Work required
Collect every line in the entries that contains the word "tower", and copy each of those lines out in full.

Named object pointing entries:

★ ★ ★ ★

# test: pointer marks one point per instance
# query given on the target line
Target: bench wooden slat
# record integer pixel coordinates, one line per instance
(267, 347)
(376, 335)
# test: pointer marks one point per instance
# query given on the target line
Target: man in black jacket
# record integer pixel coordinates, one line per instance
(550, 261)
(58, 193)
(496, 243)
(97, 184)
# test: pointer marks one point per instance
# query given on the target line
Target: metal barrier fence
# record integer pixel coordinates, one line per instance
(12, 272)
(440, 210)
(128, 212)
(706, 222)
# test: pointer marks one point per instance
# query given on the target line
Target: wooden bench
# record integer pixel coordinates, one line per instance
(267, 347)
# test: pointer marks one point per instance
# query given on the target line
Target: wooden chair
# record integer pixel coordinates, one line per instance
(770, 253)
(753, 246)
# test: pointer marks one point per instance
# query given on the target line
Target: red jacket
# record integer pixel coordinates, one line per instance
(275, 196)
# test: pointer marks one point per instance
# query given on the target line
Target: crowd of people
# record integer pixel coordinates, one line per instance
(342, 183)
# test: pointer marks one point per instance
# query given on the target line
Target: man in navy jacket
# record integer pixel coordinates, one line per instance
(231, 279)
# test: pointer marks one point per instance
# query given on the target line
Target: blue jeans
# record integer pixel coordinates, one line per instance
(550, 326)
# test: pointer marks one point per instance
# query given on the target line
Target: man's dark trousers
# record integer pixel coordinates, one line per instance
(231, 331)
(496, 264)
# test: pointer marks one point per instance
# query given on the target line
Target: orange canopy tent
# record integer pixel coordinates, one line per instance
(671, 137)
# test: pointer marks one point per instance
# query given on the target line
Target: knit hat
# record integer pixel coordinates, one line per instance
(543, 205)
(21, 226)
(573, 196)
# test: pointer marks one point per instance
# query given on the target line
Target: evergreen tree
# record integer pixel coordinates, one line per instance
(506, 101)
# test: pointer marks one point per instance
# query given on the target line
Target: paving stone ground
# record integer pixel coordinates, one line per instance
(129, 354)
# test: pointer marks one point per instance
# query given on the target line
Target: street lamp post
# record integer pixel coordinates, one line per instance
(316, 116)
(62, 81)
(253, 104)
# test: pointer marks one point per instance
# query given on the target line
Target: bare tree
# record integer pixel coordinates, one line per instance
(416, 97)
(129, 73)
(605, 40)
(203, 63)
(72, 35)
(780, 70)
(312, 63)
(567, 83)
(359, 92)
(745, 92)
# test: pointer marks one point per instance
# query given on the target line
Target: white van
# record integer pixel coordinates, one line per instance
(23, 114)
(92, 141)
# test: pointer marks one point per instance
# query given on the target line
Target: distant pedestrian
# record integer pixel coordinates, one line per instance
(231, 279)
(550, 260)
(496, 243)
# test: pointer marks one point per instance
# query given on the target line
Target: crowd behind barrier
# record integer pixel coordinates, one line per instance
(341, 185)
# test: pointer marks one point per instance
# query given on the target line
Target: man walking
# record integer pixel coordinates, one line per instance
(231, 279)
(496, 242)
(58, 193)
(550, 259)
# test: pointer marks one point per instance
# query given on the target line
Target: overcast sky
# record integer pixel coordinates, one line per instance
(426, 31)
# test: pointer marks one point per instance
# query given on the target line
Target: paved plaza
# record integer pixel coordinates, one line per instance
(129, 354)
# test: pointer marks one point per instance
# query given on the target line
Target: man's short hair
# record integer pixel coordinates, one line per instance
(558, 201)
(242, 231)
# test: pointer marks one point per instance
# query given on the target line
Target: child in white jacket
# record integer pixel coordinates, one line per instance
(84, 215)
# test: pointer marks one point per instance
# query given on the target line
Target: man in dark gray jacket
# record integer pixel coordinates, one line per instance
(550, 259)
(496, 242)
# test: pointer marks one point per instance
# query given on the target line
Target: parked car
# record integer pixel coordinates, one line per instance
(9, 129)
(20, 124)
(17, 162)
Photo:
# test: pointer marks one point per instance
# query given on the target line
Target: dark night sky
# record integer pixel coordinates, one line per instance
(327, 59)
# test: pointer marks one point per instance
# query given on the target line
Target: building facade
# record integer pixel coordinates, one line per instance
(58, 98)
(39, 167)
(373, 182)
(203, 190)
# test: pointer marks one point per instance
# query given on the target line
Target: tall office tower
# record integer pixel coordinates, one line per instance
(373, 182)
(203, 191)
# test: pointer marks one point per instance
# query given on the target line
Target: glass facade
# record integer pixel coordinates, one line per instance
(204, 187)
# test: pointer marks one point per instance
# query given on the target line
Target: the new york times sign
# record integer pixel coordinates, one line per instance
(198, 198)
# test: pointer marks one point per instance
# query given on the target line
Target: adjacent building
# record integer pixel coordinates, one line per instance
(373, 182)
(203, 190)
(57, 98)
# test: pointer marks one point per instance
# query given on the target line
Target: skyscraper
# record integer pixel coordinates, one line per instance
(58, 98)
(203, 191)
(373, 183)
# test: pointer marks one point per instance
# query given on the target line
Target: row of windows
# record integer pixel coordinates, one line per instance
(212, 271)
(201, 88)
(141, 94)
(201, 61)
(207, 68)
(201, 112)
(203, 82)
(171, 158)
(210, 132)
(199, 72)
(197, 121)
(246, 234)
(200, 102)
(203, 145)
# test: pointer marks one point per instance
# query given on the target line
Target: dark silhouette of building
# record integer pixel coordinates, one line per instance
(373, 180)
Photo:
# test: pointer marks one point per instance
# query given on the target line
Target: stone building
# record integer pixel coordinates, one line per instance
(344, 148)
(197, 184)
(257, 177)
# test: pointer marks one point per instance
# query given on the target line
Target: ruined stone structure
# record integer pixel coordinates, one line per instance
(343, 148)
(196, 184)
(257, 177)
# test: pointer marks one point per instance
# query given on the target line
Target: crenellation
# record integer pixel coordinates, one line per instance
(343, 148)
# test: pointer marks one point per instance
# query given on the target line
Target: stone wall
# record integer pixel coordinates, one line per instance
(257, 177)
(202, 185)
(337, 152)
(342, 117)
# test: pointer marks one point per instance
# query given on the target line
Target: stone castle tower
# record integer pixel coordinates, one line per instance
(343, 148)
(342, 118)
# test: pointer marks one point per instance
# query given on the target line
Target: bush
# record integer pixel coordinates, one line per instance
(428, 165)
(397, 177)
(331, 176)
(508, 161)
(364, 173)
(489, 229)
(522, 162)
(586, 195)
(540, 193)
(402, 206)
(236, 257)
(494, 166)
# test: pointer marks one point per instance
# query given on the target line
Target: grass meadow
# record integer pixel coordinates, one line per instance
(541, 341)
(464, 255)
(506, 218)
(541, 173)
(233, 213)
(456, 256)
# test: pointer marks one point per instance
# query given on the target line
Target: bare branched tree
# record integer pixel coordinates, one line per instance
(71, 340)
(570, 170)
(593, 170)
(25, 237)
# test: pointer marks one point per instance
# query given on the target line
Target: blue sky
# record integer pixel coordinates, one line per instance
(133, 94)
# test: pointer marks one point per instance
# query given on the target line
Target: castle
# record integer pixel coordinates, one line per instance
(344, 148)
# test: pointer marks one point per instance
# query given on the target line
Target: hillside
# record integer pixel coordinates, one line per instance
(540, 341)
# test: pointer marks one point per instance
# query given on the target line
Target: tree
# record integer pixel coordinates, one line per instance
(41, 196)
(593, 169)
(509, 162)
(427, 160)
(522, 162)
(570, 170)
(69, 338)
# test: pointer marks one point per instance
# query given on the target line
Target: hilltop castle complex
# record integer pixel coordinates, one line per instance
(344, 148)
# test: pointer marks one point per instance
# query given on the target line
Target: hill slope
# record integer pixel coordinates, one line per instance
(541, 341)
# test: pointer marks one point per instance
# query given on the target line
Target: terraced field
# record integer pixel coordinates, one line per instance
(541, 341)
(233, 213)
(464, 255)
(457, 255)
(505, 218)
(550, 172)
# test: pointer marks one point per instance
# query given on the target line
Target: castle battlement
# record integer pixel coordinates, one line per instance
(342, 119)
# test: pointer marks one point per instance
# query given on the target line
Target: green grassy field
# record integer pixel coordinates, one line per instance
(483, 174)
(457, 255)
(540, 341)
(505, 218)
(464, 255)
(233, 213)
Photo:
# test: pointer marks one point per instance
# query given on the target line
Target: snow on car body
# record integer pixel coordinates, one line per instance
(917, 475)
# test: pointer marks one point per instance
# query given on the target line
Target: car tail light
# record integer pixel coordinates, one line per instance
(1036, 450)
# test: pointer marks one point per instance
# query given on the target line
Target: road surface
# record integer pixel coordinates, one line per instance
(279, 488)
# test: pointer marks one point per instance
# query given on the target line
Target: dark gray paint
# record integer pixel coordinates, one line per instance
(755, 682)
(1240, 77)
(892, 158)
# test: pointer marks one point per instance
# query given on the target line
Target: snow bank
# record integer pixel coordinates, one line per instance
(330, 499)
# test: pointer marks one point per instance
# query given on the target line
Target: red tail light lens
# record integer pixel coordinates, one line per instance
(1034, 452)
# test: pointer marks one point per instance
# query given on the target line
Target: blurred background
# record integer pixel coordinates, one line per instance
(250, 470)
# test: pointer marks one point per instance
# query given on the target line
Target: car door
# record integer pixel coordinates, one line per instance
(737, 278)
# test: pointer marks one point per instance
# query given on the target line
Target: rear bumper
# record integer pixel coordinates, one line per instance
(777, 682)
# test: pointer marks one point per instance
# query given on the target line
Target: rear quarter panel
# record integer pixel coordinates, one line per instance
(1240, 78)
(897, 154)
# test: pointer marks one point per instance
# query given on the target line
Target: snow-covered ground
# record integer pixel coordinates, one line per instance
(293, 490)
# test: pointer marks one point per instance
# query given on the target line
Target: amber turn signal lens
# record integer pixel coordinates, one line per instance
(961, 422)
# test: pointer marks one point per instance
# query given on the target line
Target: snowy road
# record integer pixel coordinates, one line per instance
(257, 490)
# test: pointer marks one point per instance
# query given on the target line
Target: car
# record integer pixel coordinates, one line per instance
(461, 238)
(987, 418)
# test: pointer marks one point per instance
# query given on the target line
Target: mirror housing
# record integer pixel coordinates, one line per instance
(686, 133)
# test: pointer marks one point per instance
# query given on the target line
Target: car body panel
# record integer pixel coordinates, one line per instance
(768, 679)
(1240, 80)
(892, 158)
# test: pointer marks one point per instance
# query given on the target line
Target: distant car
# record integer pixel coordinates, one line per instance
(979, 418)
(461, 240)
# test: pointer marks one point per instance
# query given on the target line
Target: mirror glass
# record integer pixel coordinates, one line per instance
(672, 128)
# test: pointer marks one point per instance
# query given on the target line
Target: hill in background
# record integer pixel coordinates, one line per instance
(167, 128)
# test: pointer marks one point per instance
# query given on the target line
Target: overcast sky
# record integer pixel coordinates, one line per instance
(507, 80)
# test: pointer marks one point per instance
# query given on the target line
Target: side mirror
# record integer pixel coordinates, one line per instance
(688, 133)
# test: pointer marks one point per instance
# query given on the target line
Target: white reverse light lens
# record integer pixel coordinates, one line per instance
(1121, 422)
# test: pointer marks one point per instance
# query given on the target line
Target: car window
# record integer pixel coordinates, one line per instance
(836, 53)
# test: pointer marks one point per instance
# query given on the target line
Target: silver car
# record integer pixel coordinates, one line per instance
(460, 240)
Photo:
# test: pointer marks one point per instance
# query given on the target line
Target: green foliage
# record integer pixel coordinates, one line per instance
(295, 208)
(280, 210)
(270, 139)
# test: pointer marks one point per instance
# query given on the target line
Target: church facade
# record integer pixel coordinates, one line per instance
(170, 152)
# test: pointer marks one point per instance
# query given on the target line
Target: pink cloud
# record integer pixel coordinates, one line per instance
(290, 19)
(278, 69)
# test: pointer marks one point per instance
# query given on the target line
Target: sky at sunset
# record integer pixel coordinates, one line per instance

★ ★ ★ ★

Exercise solution
Target: tall office tower
Target: stone castle tower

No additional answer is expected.